───── Teks Hasil Ekstraksi
Archive for the Category ◊ Uncategorized ◊

• Wednesday, August 15th, 2018

MENULISLAH
Oleh Agung Kuswantoro

Cara agar nama kita selalu dikenang adalah menulis. Menulis dari hal yang sederhana.

Menulis dari sesuatu yang Anda minati. Itu adalah yang termudah.

Suatu kebahagiaan bagi saya, saat ada orang mengapresiasi atas tulisan (baca:buku) saya.

Ia sampai minta surat keterangan, bahwa yang bersangkutan diizinkan untuk menggunakan program kearsipan yang saya buat.

Saya bangga tak terkira. Tulisan saya menjadi rujukan.

Sebaliknya, pernah dimaki atau dicemooh atas tulisan saya. Saya dianggap tidak tahu suatu konsep.

Ada orang yang memperlakukan seperti itu kepada saya. Saya hanya diam. Karena, dibalik makian/cemoohan ada juga, orang yang membela dan peduli saya.

Itulah tulisan. Sangat mengena dan mengenang. Oleh karenanya, mari menulis agar kita dikenang.

Menulis yang baik agar menjadi amal ibadah kita. Tabungan besok di Akhirat sebagai amal sholeh. Amin.

Lasem, 10 Agustus 2018
Ditulis di bus menuju Surabaya

• Wednesday, August 15th, 2018

Pembicara Tunggal


Oleh Agung Kuswantoro

Menjadi pembicara tunggal, dimana materinya berupa teori dan praktik itu bukanlah hal mudah. Saya harus menyiapkan segala keperluannya.

E Arsip Pembelajaran adalah karya saya dan Trisna Novi Ashari. Berhubung Trisna-sapaan Trisna Novi Ashari- tidak bisa menghadiri pada kegiatan hari ini (11/3/2018) di Surabaya. Maka, saya menyiapkan segalanya.

Dalam menyiapkan, mulai rencana hingga akan pelaksanaan itu harus detail. Misal, menyiapkan contoh surat, buku, pemberangkatan ke lokasi, edit file, dan persiapan yang lainnya.
──────────
───── Cuplikan Data
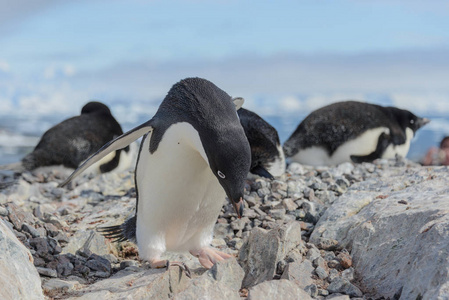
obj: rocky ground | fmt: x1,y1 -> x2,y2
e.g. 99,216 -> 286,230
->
0,160 -> 449,300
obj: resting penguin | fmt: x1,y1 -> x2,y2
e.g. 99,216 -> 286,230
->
237,108 -> 285,179
284,101 -> 429,166
12,102 -> 131,173
61,78 -> 251,274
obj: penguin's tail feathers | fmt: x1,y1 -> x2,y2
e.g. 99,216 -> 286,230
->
0,161 -> 26,173
97,216 -> 136,243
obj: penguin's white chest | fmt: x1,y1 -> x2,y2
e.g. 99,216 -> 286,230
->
136,123 -> 226,257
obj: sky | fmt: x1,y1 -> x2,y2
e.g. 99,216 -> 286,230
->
0,0 -> 449,123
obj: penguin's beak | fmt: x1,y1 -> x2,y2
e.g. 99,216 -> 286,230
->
231,197 -> 244,219
417,118 -> 430,128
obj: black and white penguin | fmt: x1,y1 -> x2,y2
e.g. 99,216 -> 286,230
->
283,101 -> 429,166
16,102 -> 132,173
62,78 -> 251,274
237,108 -> 285,179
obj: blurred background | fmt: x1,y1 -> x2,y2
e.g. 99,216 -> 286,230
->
0,0 -> 449,164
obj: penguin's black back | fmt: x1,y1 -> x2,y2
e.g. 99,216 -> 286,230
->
150,78 -> 249,168
237,108 -> 280,170
284,101 -> 416,157
22,102 -> 123,172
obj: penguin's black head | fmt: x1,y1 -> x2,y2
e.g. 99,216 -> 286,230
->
81,101 -> 111,114
391,107 -> 430,133
205,129 -> 251,218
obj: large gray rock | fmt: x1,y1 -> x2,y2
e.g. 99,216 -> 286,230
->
311,167 -> 449,299
282,260 -> 315,289
248,279 -> 312,300
239,222 -> 302,287
0,219 -> 44,299
174,258 -> 245,300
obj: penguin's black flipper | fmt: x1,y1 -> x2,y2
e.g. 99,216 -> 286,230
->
250,165 -> 274,180
97,216 -> 137,243
351,132 -> 391,164
59,120 -> 153,187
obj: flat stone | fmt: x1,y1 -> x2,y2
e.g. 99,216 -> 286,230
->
62,230 -> 110,255
22,223 -> 41,237
239,222 -> 302,287
7,203 -> 33,231
327,277 -> 363,297
36,267 -> 58,278
0,219 -> 44,299
326,293 -> 351,300
42,278 -> 81,297
0,206 -> 9,217
248,279 -> 312,300
281,260 -> 315,289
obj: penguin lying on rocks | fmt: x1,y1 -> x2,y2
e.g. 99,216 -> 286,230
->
283,101 -> 429,166
1,102 -> 132,173
237,108 -> 285,179
61,78 -> 251,274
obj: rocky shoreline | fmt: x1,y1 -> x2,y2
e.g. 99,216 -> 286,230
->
0,160 -> 449,300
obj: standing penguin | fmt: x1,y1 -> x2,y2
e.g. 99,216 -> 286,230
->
8,102 -> 131,173
284,101 -> 429,166
58,78 -> 251,268
237,108 -> 285,179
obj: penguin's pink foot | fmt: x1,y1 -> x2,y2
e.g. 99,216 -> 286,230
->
190,247 -> 232,269
149,259 -> 192,278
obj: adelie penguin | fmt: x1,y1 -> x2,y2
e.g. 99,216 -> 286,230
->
1,102 -> 132,173
237,108 -> 285,179
62,78 -> 251,273
283,101 -> 429,166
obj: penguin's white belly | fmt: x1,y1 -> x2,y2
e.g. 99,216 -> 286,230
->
292,127 -> 388,166
136,123 -> 226,258
382,128 -> 415,158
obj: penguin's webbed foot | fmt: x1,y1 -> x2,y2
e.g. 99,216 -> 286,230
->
149,259 -> 192,278
190,247 -> 232,269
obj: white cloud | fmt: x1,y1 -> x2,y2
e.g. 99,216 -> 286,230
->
0,60 -> 10,73
390,92 -> 449,114
43,64 -> 75,80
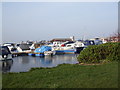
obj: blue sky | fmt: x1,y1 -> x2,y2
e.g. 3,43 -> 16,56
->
2,2 -> 118,42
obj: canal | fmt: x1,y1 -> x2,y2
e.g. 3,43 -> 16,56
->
0,54 -> 78,73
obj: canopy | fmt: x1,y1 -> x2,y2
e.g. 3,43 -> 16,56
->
34,46 -> 51,53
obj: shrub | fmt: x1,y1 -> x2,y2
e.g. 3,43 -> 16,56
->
77,42 -> 120,63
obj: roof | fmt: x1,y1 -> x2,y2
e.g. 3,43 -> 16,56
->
19,44 -> 30,50
51,38 -> 72,42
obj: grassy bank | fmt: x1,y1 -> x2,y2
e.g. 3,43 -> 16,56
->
2,62 -> 118,88
78,42 -> 120,63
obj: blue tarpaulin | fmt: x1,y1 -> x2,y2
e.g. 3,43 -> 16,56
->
34,46 -> 51,53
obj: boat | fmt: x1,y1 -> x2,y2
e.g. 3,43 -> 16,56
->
52,41 -> 84,54
44,51 -> 55,56
0,46 -> 12,60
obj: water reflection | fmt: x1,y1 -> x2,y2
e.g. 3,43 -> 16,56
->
2,54 -> 78,72
0,59 -> 13,73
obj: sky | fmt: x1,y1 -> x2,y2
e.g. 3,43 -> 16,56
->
2,2 -> 118,42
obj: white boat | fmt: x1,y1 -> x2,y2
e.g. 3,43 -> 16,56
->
44,51 -> 55,56
0,46 -> 12,60
52,41 -> 84,54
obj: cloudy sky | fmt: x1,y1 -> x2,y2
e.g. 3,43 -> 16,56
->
2,2 -> 118,42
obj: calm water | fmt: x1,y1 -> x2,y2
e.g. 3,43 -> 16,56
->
0,54 -> 78,72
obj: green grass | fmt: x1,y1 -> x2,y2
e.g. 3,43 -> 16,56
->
2,62 -> 118,88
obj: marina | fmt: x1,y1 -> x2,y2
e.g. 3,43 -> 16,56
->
0,54 -> 78,73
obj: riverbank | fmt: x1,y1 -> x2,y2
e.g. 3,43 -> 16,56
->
2,62 -> 118,88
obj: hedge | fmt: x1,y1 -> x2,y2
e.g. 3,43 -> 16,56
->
77,42 -> 120,63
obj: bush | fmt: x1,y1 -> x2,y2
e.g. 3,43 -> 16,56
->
77,42 -> 120,63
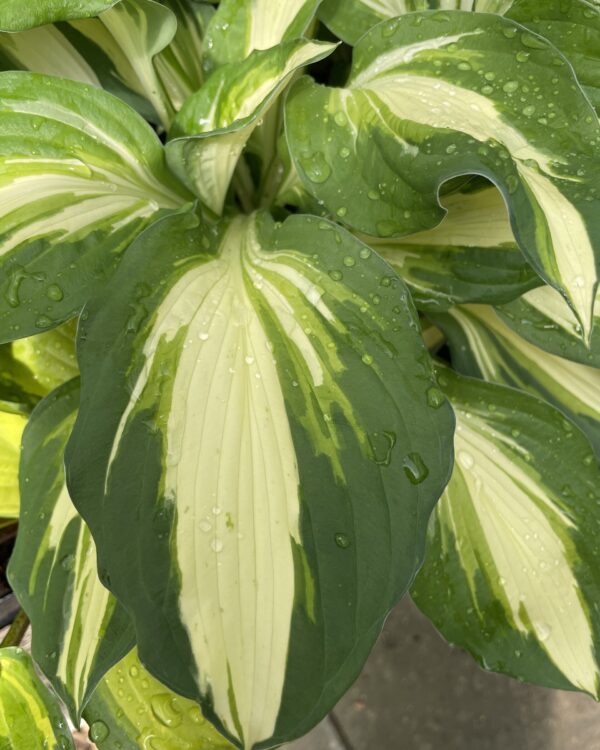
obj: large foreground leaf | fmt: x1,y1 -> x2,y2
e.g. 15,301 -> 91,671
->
0,0 -> 119,31
413,371 -> 600,698
67,209 -> 452,750
9,380 -> 134,721
0,72 -> 186,341
364,184 -> 540,312
85,649 -> 233,750
167,40 -> 335,214
435,303 -> 600,457
0,648 -> 74,750
287,11 -> 600,339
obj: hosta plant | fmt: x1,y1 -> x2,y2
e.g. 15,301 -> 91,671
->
0,0 -> 600,750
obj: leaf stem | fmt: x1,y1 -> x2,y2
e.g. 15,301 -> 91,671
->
233,156 -> 256,214
0,609 -> 29,648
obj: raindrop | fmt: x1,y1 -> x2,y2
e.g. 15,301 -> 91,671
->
300,151 -> 331,183
404,453 -> 429,484
46,284 -> 65,302
534,622 -> 551,643
60,554 -> 75,570
150,693 -> 182,729
427,386 -> 446,409
458,451 -> 475,469
90,721 -> 110,742
334,532 -> 350,549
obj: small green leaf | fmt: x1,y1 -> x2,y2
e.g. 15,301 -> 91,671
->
0,72 -> 187,341
12,320 -> 79,395
412,370 -> 600,699
286,11 -> 600,341
154,0 -> 214,112
0,648 -> 75,750
362,181 -> 542,312
84,649 -> 233,750
167,40 -> 335,214
8,380 -> 134,722
204,0 -> 321,71
434,303 -> 600,458
67,213 -> 452,750
0,0 -> 119,31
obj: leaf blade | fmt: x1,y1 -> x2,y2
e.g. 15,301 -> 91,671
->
8,379 -> 134,722
413,371 -> 600,696
67,209 -> 452,748
286,11 -> 600,341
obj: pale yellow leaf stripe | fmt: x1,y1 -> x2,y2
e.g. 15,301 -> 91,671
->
452,406 -> 597,695
350,44 -> 598,339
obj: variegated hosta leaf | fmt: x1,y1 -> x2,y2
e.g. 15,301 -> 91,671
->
204,0 -> 321,71
0,72 -> 187,341
0,407 -> 27,518
363,183 -> 540,312
167,40 -> 335,214
84,649 -> 233,750
435,303 -> 600,458
65,0 -> 177,128
67,214 -> 452,750
11,320 -> 79,395
0,648 -> 74,750
0,0 -> 178,127
286,11 -> 600,339
8,380 -> 134,722
319,0 -> 510,44
506,0 -> 600,112
0,0 -> 119,31
413,371 -> 600,698
497,287 -> 600,367
154,0 -> 214,112
0,344 -> 46,415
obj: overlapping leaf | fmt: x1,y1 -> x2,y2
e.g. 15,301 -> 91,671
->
0,648 -> 75,750
413,371 -> 600,698
498,287 -> 600,367
286,11 -> 600,339
85,649 -> 233,750
0,72 -> 186,341
154,0 -> 213,112
363,182 -> 540,312
319,0 -> 513,44
67,209 -> 452,750
0,0 -> 119,31
0,0 -> 209,128
9,380 -> 134,721
204,0 -> 321,70
167,40 -> 335,214
435,303 -> 600,457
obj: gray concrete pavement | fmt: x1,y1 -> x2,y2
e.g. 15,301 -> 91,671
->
287,600 -> 600,750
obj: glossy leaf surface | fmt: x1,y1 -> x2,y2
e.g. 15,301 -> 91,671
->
67,209 -> 452,749
286,11 -> 600,339
9,380 -> 134,721
413,371 -> 600,698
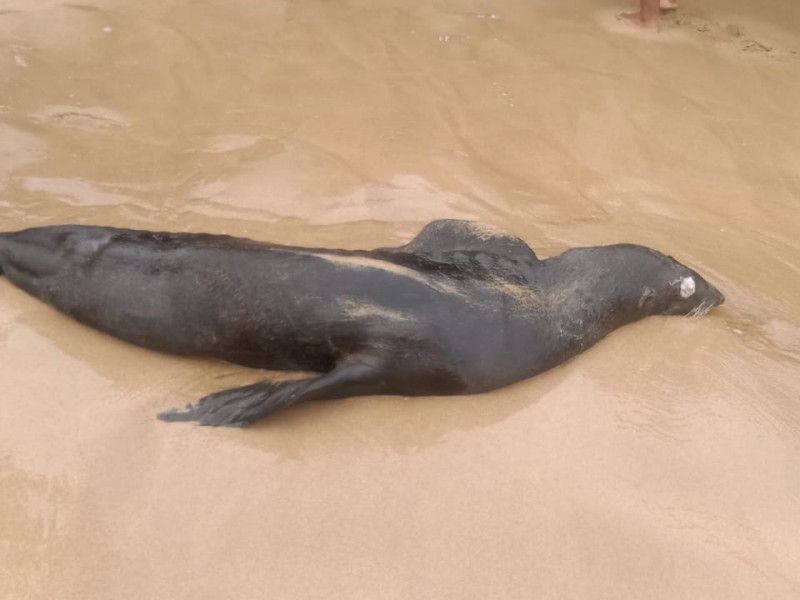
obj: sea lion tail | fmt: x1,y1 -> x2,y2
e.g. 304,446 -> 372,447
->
158,377 -> 318,427
158,362 -> 386,427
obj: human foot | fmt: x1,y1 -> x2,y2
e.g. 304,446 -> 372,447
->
617,10 -> 658,31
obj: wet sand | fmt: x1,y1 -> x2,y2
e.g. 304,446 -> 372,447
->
0,0 -> 800,600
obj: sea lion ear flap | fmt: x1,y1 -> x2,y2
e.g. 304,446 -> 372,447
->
680,277 -> 697,300
639,287 -> 656,308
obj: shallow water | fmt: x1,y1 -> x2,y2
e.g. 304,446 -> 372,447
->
0,0 -> 800,600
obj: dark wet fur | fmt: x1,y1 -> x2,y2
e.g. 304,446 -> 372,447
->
0,220 -> 724,426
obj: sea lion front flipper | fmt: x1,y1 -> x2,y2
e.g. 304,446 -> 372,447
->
158,356 -> 385,427
383,219 -> 538,263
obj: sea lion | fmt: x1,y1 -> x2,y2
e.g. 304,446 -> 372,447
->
0,220 -> 724,427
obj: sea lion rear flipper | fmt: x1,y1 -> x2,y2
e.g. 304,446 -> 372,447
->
──────────
Yang Diminta >>
A: Di mana tulisan berjudul "MENULISLAH" dalam teks blog tentang menulis itu ditulis?
B: Tuliskan lanjutan teks blog tentang menulis itu, dimulai sesudah kalimat terakhirnya.

Jawaban Tugas >>
A: Di bus menuju Surabaya.

B:
Jika saya, bukan seorang yang bekerja di Pagi hingga Sore, mungkin hal ini tidak masalah. Namun, karena aktivitas di kampus yang padat, sehingga persiapan seperti di atas, mengalami kendala. Yaitu, waktu.

Namun, tidak masalah. Saya jalani saja. Di bus, saya membuka laptop untuk menyiapkan hingga mengedit. Saya atasi sedikit demi sedikit, permasalahannya.

Bawaan yang banyak, saya kurangi. Lalu, pemberangkatan lokasi pun saya berangkat agak pagi/gasik.

Ada pengalaman yang menarik saat saya berangkat ke Surabaya, karena persiapannya kurang. Sehingga, kurang konsentrasi di jalan. Apa itu? Kesasar. Kebetulan, tiba di Surabaya tengah malam. Jadi, rasa capek dan mengantuknya masih terasa, akibat macet panjang di Demak. Itulah pengalaman saya yang mengena saat menjadi pembicara tunggal.

Apa pun yang terjadi harus dijalani dan dinikmati. Yakin saja, ini adalah cara Allah akan memberikan suatu kemudahan bagi hambanya. Amin.

Surabaya, 11 Agustus 2018

• Wednesday, August 15th, 2018

Berbagi Dakwah


Oleh Agung Kuswantoro

Dakwah jangan sendiri. Prinsipnya, ingin masuk surga ajak orang lain. Jangan masuk surga itu sendirian. Mengapa? Agar orang baik di sekitar kita banyak.

Cara itulah yang saya gunakan yaitu berbagi dakwah. Saat ini, saya sedang menghidupkan lagi kajian “TPQ”.

Dulu, saya dan istri yang mengelolanya. Mulai yang menyiapkan tempat, menjadi guru ngaji, hingga membuat rapot-nya. Namun, karena ada sesuatu hal, saya tutup kajian tersebut.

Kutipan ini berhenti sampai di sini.